__DATASET EXTRACT__:
= = = = = = =
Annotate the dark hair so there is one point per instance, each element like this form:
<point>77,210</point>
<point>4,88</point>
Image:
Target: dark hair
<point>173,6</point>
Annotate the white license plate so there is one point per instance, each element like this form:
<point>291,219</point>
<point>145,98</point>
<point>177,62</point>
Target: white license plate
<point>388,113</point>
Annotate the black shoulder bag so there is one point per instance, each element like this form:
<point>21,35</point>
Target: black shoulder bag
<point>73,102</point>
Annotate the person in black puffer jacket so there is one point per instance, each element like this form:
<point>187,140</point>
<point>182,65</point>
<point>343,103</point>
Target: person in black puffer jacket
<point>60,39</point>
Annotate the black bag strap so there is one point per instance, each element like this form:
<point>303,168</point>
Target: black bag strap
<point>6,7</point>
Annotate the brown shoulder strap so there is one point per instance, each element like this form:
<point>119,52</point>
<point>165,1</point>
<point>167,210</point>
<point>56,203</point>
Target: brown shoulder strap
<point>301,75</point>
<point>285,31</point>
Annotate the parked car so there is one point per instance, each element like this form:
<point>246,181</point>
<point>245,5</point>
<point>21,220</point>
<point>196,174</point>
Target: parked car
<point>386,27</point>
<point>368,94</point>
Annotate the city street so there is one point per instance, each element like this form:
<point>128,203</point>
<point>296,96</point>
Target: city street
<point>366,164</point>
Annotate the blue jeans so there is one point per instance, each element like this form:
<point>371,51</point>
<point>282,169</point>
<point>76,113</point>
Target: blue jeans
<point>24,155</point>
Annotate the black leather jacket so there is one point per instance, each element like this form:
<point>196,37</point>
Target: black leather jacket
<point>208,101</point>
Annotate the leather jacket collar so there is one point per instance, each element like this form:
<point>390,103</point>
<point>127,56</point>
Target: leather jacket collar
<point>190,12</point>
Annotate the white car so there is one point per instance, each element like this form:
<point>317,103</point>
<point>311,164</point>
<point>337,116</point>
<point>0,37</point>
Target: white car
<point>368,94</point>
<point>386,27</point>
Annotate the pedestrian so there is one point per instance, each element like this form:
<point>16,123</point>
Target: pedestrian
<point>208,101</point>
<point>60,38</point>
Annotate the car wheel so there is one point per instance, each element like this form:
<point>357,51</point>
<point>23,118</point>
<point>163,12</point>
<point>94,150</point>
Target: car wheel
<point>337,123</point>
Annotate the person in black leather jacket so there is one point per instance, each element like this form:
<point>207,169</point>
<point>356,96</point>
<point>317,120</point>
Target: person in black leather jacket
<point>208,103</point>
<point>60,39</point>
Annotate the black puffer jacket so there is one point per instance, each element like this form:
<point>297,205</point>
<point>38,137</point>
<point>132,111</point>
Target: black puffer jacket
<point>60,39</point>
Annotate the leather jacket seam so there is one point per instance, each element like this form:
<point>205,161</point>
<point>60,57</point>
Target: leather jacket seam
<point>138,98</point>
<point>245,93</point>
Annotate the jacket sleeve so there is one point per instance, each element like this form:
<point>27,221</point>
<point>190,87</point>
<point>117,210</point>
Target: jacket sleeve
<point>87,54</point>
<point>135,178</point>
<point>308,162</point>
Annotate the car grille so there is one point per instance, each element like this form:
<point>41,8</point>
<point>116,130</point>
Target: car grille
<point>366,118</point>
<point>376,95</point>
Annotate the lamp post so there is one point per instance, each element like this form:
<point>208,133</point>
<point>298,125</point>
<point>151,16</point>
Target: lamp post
= = = = = = =
__INSTRUCTIONS TO FOLLOW__: All of the data above should be reproduced exactly, with nothing missing.

__RESPONSE TO THE TASK__:
Annotate the dark hair so there is one point per instance, each element like this form:
<point>77,210</point>
<point>4,88</point>
Image:
Target: dark hair
<point>173,6</point>
Annotate the white license plate so there is one point per instance, each element like this form:
<point>291,219</point>
<point>145,98</point>
<point>177,62</point>
Target: white license plate
<point>388,113</point>
Annotate the black shoulder bag so there is one point per instance, each element like this form:
<point>21,35</point>
Target: black shoulder bag
<point>73,102</point>
Annotate the person in black puffer jacket so there is one point per instance, each element like this form:
<point>187,140</point>
<point>182,65</point>
<point>343,103</point>
Target: person in black puffer jacket
<point>60,39</point>
Annotate the black bag strap so there is one point per instance, each element like this form:
<point>303,168</point>
Target: black bag strap
<point>6,7</point>
Annotate the brown shoulder strap so there is one point per instance, each element like this form:
<point>119,52</point>
<point>165,1</point>
<point>167,210</point>
<point>56,203</point>
Target: brown shoulder strap
<point>301,75</point>
<point>285,31</point>
Annotate the parked car so there is one point per instance, each element like this form:
<point>246,181</point>
<point>245,5</point>
<point>21,220</point>
<point>196,174</point>
Target: parked car
<point>386,27</point>
<point>368,94</point>
Annotate the city street so there is one point per instance, each element like this form:
<point>128,203</point>
<point>296,96</point>
Target: city street
<point>366,164</point>
Annotate the blue jeans so there is one point per instance, each element like this form:
<point>371,51</point>
<point>282,169</point>
<point>76,113</point>
Target: blue jeans
<point>24,155</point>
Annotate the black leather jacket so there is one point per instance, each element like this form:
<point>196,37</point>
Target: black leather jacket
<point>208,101</point>
Annotate the leather jacket collar so there is one point per instance, each element like this form:
<point>390,103</point>
<point>127,56</point>
Target: leather jacket collar
<point>190,12</point>
Annotate the white car so there is one point per instance, each element like this form:
<point>317,103</point>
<point>311,164</point>
<point>337,116</point>
<point>0,37</point>
Target: white car
<point>368,94</point>
<point>386,27</point>
Annotate the pedestrian so there is one point per instance, each element like this form:
<point>16,123</point>
Target: pedestrian
<point>208,101</point>
<point>60,38</point>
Annotate the car wheel so there is one point per instance, each element like this form:
<point>357,51</point>
<point>23,118</point>
<point>163,12</point>
<point>94,150</point>
Target: car wheel
<point>337,123</point>
Annotate the person in black leather jacket so there is one point per instance, each element like this form:
<point>207,169</point>
<point>356,96</point>
<point>317,120</point>
Target: person in black leather jacket
<point>208,103</point>
<point>60,39</point>
Annotate the black puffer jacket so there is one point per instance, each element like this form:
<point>297,205</point>
<point>38,137</point>
<point>132,111</point>
Target: black puffer jacket
<point>60,39</point>
Annotate the leather jacket seam so there is one point per instance, each element like this form:
<point>205,161</point>
<point>60,57</point>
Target: leather jacket seam
<point>138,98</point>
<point>245,93</point>
Annotate the jacket sleeve so there is one point per instance, each element like this form:
<point>27,221</point>
<point>190,87</point>
<point>117,210</point>
Target: jacket sleeve
<point>87,54</point>
<point>135,178</point>
<point>308,162</point>
Annotate the car grille so there is one point per instance, each element like this form:
<point>41,8</point>
<point>116,130</point>
Target: car grille
<point>366,118</point>
<point>376,95</point>
Annotate the lamp post so there is one point per instance, each element like this form:
<point>208,133</point>
<point>298,125</point>
<point>151,16</point>
Target: lamp post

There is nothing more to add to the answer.